(Rows from a dataset)
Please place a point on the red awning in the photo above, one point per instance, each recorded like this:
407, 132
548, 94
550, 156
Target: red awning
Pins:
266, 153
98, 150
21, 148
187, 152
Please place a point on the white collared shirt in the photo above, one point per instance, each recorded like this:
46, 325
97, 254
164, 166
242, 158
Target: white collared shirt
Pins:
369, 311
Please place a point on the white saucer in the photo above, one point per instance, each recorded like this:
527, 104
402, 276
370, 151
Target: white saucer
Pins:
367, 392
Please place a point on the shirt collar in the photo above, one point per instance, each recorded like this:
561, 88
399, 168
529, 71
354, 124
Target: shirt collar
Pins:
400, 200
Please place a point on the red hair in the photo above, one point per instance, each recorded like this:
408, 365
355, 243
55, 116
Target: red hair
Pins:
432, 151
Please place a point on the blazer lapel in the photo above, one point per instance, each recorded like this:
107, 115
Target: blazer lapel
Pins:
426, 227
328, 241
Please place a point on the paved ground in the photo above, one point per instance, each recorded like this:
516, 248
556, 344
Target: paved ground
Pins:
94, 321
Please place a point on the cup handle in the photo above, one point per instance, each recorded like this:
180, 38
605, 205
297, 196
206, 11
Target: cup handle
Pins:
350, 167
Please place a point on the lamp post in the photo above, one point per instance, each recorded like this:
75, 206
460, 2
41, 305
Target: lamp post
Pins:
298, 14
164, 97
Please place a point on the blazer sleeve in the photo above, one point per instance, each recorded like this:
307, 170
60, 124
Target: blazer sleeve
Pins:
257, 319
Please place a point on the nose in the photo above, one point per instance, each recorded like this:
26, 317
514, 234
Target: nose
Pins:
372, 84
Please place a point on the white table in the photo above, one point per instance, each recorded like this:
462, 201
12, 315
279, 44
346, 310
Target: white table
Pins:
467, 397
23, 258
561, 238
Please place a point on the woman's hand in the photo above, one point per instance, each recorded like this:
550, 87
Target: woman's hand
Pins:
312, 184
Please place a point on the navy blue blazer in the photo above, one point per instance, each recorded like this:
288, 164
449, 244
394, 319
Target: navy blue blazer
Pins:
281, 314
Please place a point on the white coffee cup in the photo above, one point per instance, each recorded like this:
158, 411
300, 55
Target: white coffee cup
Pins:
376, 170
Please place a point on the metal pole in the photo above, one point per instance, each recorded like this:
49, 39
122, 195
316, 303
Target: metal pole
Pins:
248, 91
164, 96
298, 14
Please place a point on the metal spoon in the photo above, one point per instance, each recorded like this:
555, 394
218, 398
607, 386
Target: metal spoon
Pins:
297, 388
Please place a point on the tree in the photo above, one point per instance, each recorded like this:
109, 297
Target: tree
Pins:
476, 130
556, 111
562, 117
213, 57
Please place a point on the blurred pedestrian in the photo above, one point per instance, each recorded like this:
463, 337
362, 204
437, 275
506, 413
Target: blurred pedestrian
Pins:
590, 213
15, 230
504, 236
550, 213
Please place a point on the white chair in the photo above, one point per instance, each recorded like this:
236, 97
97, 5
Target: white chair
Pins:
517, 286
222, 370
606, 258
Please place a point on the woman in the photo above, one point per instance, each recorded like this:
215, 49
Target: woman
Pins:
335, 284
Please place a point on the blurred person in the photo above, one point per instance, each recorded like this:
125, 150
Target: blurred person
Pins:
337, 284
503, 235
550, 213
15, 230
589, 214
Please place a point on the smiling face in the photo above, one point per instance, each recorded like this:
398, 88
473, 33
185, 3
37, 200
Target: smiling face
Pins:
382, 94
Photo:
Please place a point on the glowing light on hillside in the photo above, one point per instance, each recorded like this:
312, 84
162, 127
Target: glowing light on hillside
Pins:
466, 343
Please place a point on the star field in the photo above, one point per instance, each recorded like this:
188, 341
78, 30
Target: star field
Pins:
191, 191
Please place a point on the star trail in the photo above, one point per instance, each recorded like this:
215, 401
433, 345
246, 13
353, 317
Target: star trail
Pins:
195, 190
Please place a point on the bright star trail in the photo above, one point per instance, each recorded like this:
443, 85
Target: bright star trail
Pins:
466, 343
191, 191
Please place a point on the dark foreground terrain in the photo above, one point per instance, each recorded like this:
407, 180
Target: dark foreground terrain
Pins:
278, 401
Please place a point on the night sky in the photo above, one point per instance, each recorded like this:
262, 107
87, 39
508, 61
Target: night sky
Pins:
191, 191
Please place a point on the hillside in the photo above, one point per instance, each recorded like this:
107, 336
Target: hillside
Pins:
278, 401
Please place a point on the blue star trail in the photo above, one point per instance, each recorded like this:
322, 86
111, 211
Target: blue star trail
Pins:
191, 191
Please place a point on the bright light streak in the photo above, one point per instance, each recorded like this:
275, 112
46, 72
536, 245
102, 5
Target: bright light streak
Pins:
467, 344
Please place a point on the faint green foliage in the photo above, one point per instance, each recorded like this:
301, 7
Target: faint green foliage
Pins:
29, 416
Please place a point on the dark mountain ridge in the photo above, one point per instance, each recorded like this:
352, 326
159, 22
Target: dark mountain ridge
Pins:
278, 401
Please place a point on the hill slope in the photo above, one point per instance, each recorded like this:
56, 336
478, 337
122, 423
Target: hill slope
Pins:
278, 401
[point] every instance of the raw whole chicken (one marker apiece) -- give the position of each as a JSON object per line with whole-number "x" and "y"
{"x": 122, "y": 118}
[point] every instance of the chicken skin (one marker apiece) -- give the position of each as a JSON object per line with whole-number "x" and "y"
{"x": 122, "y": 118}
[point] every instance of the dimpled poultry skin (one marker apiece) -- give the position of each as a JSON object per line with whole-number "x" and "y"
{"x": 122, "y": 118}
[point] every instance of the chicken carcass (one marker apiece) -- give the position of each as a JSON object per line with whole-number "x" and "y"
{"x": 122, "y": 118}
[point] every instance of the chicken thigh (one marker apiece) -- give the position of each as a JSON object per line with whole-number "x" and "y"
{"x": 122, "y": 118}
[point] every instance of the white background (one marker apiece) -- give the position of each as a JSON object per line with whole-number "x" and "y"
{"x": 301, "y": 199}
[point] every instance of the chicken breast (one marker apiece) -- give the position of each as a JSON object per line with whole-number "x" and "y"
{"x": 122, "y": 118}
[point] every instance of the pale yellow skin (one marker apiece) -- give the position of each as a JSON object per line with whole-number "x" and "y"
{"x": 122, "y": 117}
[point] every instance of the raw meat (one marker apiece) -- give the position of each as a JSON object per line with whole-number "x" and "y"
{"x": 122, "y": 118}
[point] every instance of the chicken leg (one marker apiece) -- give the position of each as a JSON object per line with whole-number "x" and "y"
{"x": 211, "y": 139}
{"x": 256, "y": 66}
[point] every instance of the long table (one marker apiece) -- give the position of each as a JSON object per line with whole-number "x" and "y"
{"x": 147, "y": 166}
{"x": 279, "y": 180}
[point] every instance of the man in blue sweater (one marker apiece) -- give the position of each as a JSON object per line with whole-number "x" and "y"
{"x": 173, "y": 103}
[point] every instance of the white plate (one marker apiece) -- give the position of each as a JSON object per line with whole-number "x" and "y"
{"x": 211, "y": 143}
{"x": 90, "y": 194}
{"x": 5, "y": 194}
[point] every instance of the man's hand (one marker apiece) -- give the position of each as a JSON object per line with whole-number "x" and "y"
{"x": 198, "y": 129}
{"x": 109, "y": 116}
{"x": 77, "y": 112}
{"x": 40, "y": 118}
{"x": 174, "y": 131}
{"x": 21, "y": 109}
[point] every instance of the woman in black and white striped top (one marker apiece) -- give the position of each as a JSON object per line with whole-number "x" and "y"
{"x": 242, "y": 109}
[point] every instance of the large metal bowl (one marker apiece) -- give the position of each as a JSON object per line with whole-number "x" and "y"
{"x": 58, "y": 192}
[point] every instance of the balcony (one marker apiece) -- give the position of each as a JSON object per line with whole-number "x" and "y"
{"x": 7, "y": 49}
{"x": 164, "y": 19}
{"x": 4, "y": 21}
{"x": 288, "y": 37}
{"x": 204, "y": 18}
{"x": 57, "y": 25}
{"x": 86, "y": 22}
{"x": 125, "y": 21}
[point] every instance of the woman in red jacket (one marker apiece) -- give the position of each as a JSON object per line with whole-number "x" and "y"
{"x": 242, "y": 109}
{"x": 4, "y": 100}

- **WHAT TO WORK ON**:
Return the lines beginning at the one that contains "[point] every instance of the woman in black" and continuing through the last line of the data, exactly as they stand and without any others.

- **ANSWER BELOW**:
[point] every instance of the woman in black and white striped top (one marker apiece) -- give the position of each as a JSON object per line with whole-number "x" and "y"
{"x": 242, "y": 109}
[point] every instance of the large metal bowl (one marker apiece) -- give the position of each as a JSON object per line with whole-number "x" and "y"
{"x": 58, "y": 192}
[point] every instance of the balcony (one marker apiece) -- give the position of each as a JSON object per line with whole-number "x" and "y"
{"x": 7, "y": 49}
{"x": 164, "y": 19}
{"x": 4, "y": 21}
{"x": 288, "y": 37}
{"x": 204, "y": 18}
{"x": 57, "y": 25}
{"x": 86, "y": 22}
{"x": 125, "y": 21}
[point] every instance of the woman in red jacket (one marker apiece) -- give the position of each as a JSON object per line with whole-number "x" and "y"
{"x": 242, "y": 109}
{"x": 4, "y": 100}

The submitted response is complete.